◆ **EXERCISE GOAL**
Find each line below that contains the string "head" with the same capitalization, and copy those lines out.

◆ **RECORDS**
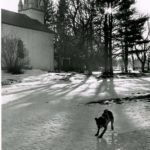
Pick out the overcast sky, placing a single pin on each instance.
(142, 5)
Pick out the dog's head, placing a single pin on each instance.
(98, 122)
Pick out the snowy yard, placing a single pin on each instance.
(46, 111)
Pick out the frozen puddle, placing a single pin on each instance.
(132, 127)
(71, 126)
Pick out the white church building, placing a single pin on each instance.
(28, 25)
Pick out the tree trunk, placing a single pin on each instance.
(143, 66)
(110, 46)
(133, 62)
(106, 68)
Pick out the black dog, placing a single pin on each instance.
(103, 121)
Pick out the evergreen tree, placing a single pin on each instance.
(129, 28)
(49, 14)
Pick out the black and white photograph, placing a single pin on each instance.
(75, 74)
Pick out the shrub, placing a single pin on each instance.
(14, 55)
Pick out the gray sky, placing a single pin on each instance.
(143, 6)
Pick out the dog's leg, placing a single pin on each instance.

* * *

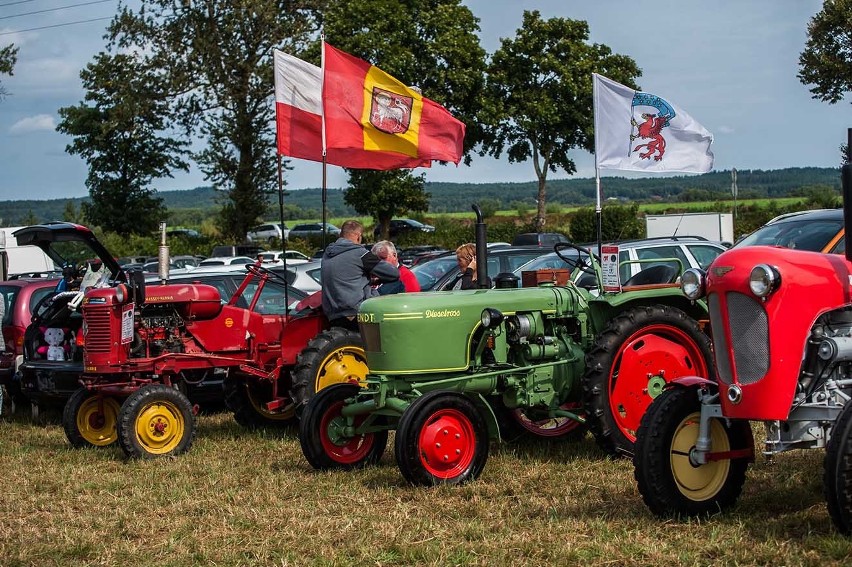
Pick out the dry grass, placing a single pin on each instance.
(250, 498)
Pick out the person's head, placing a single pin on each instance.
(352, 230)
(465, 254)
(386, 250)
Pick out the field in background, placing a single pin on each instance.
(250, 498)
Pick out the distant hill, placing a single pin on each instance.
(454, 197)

--

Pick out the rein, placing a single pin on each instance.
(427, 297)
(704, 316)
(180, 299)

◆ **SOLUTION TO THIS PROBLEM**
Pick out the dog's head, placing a single pin on each instance.
Pick out the person's head, placing a single pin on each instance.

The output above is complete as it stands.